ИСХОДНЫЙ ОТРЫВОК:
★ ★ ★ ★

Голос (Моя Белла Ахмадулина)

 
 
 
 
Белла Ахмадулина – лавина, гул лет. Ла-ли-ла-ле... ласкаю нёбо этими «л-л-л»  – Белллллллллаа... Выкликаю из памяти, запрокидываю голову, вытягиваю – не шею – горло – настраиваю, выжидаю,  прислушиваюсь к внутреннему звучанию... сейчас, вот сейчас возникнет этот ГОЛОС...
Уж и не припомню, когда это началось... Первые курсы института... ещё до встречи евтушенковского «кровать была расстелена и ты была растеряна» ... Самое начало 60-ых?  Разве  т а к  можно?  ТАК откровенно –  Это ей посвящено.
– Ей?
– Ну да, «Надменность рыжей чёлочки и каблучки-иголочки»... 
Взрыв, взаимоисключающих чувств: целомудренности (недавние школьницы, жертвы раздельного обучения, совкого ханжества) и свободы от всяческих табу. ОНА – ещё только имя, несколько стихотворений (в «Юности»?, «Дне поэзии»?)
И вскоре – несказанная удача. Линка (подружка) приносит тоненький сборничек «Струна».
 – Откуда??!!  Изумлению моему нет предела.
 Буднично – в газетном киоске у метро «Измайловская». Хохочем. Она ещё широко не известна,  ещё продаётся в газетных киосках (!) и  не из-под прилавка ...  Неосведомлённость киоскёра – наше везение!
 Сейчас представить это невозможно. Ничего не покупалось. Всё доставалось. Книги как продукты питания.
Увижу её позже. На «Магистрали» с Вознесенским.

★ ★ ★ ★

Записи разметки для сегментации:
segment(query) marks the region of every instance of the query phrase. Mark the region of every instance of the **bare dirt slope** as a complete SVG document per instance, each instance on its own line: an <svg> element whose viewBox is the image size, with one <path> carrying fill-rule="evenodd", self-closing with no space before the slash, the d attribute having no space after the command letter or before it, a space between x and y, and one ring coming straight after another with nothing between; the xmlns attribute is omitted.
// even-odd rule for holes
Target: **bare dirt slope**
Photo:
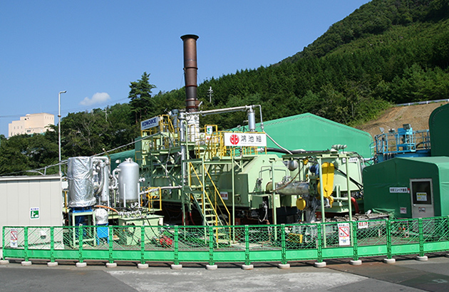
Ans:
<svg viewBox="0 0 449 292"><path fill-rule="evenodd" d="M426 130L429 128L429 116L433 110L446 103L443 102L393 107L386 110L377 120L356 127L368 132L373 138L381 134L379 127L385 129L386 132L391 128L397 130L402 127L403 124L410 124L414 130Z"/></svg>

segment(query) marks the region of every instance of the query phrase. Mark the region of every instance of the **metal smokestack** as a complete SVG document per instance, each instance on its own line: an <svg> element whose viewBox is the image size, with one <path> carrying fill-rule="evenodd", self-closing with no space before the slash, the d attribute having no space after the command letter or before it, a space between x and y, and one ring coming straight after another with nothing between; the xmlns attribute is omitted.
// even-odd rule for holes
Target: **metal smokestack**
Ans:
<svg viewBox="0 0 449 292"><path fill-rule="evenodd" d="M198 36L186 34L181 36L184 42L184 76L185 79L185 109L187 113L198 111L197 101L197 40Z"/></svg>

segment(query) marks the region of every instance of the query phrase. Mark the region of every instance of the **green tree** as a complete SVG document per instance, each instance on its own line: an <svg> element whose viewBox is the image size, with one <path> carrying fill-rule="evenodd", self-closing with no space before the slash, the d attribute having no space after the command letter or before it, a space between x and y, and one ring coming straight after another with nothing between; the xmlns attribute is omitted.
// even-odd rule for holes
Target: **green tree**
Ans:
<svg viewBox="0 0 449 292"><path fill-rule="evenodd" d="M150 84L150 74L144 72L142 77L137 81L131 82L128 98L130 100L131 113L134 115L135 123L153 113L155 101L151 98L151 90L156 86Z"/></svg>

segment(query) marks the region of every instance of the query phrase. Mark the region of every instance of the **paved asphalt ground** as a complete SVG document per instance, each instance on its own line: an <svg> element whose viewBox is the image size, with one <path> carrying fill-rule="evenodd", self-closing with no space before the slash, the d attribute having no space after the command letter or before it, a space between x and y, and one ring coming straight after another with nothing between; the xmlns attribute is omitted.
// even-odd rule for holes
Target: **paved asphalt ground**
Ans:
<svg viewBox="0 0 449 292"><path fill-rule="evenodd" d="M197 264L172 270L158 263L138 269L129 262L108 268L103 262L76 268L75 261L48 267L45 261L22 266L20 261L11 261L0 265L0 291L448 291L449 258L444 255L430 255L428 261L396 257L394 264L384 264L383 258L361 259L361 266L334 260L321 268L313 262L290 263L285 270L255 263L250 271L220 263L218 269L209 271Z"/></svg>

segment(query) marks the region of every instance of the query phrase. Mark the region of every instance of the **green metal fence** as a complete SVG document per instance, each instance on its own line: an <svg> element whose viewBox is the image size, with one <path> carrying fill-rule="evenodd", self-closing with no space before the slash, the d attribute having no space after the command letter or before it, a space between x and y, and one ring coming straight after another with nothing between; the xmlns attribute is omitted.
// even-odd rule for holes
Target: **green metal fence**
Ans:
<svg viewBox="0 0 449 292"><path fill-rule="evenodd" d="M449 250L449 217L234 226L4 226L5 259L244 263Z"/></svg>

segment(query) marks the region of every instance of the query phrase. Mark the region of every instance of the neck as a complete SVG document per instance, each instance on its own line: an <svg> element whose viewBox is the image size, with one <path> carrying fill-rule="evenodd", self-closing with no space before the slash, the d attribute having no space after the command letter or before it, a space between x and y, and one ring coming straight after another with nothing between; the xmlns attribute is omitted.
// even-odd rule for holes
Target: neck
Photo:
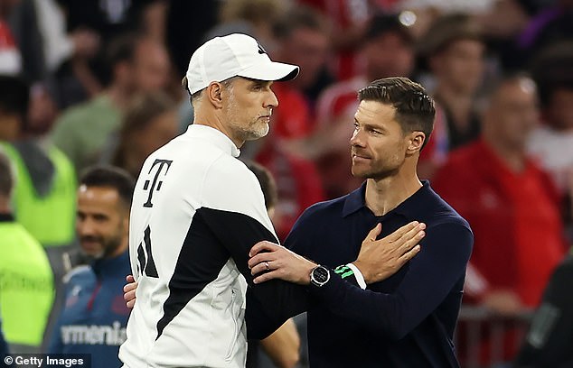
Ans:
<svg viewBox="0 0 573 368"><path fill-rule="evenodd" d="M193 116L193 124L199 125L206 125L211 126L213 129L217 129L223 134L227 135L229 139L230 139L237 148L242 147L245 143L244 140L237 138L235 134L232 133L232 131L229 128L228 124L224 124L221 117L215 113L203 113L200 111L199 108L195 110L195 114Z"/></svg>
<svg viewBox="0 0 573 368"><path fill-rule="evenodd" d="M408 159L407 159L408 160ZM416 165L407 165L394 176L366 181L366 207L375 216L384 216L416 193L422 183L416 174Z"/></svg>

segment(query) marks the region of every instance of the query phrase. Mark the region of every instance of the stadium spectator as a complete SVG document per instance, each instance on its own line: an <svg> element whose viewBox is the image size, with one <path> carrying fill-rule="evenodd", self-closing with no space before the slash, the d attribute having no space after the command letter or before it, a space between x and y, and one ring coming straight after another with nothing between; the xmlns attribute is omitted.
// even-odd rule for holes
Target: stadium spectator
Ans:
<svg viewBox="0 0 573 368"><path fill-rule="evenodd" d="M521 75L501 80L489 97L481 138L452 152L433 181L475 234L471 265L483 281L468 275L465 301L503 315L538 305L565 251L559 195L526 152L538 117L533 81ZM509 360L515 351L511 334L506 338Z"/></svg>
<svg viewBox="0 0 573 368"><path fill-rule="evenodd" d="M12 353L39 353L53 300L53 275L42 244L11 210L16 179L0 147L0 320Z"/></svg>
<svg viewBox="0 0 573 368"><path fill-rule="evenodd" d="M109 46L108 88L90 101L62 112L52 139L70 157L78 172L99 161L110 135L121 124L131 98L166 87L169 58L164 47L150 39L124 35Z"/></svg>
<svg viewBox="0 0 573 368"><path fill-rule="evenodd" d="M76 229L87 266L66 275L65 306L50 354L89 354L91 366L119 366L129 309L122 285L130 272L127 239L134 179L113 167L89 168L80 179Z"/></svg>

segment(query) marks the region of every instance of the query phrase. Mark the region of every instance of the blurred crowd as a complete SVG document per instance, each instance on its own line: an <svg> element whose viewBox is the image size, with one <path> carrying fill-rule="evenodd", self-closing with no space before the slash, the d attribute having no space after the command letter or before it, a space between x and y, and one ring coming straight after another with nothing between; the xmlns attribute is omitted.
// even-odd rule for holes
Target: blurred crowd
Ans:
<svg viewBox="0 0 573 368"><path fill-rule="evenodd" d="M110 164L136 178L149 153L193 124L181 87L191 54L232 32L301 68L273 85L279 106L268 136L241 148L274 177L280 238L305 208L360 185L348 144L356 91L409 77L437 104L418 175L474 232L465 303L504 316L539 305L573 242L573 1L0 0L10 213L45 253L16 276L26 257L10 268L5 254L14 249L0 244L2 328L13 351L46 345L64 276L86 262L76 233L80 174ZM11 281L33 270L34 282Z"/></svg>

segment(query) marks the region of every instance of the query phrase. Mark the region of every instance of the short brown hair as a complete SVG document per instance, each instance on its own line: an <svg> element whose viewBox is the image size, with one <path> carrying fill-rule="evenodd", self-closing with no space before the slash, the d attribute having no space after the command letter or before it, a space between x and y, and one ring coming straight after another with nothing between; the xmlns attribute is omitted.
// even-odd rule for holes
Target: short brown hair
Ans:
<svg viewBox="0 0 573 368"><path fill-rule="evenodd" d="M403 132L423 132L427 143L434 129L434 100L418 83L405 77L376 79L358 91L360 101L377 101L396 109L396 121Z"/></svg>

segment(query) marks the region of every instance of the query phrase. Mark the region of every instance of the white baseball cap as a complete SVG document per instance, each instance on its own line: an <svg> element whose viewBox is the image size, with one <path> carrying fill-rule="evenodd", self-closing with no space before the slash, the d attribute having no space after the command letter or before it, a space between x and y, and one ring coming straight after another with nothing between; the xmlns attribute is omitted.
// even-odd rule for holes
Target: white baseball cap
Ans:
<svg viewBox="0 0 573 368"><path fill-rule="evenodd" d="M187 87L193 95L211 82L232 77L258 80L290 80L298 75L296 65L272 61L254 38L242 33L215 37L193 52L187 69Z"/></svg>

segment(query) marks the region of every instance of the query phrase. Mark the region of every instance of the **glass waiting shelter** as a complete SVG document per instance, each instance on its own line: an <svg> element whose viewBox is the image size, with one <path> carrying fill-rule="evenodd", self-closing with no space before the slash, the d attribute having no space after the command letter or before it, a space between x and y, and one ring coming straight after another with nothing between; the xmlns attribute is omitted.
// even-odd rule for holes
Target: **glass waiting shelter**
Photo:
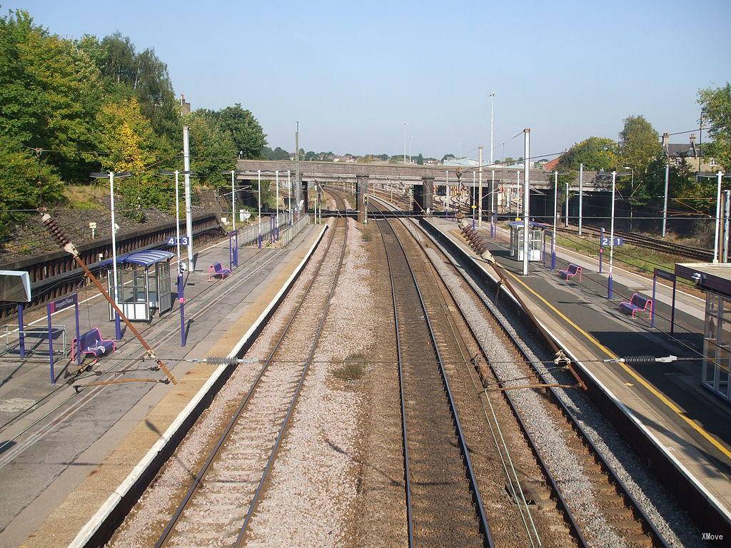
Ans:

★ ★ ★ ★

ЗАДАНИЕ 1: Где, согласно воспоминаниям о Белле Ахмадулиной, подружка Линка купила сборник «Струна»?
ЗАДАНИЕ 2: Напишите продолжение воспоминаний о Белле Ахмадулине, начиная сразу после их последнего предложения.

ОТВЕТ НА ЗАДАНИЕ 1: В газетном киоске у метро «Измайловская».

ОТВЕТ НА ЗАДАНИЕ 2:
«Магистраль» – литобъединение. Одно из лучших и известнейших в Москве. При доме культуры железнодорожников. Его руководитель – Григорий Михайлович Левин – поэт по составу крови. Рыцарь её Величества Поэзии. Вдохновенный, громкоголосый, с пожаром в душе и глазах, летящий, спешащий, вечно опаздывающий, потому что должен одновременно находиться везде, он способен с полуоборота завести любой зал.  По абсурдной совковой идее в литобъединении должны заниматься железнодорожники и их родственники. Поскольку, по объективным  причинам, это положение не выполнимо, своё мастерство мы оттачиваем по праздникам  на стихах, посвящённых железнодорожному транспорту. Мы их читаем на каких-то открытых и закрытых площадках и, кажется, печатаем в малотиражке. В остальное время – неподцензурный беспредел: читаем и обсуждаем свои стихи и стихи, которые, по мнению Левина, нам н е о б х о д и м о  знать. За это у Григория Михайловича периодически возникают мелкие и крупные неприятности вплоть до закрытия литобъединения, которое потом возрождается каким-то мистическим образом... У Левина чуткое ухо и сердце наставника, проводника. Он безошибочно определяет Поэта в начинающем. Он таскает нас по всем библиотекам, книжным магазинам, вечерам, где поэты  о ф и ц и а л ь н о  читают стихи. Он нам прокладывает путь в ЦДЛ, где можно увидеть живых классиков. Мы собираемся на квартирах  и читаем, читаем ...стихи, стихи...
Но и этого мало! Левин знает всю литературную Москву (и не только!). Он любим молодыми и маститыми, и они с радостью выбираются к нам на литобъединение.
Сколько раз, почти в семейном кругу, я слушала Вознесенского, Ахмадулину, Окуджаву, Арсения Тарковского... Юность пребывает в вечности: ничего не надо беречь – всё что есть, будет всегда... не записывала... не сберегла. Теперь собираю по крупицам по сусекам памяти... вот в этот самый момент, моя рука потянулась к тому «Избранное» Беллы... наугад попадаю на последний абзац её предисловия: «Кто-то скучает по своей молодости, совпадающей с началом моей литературной жизни, и недосчитается каких-то воспоминаний, связанных со мной, – прошу простить меня...Я жила на белом свете и старалась быть лучше.» 
Ну не удивительно ли?...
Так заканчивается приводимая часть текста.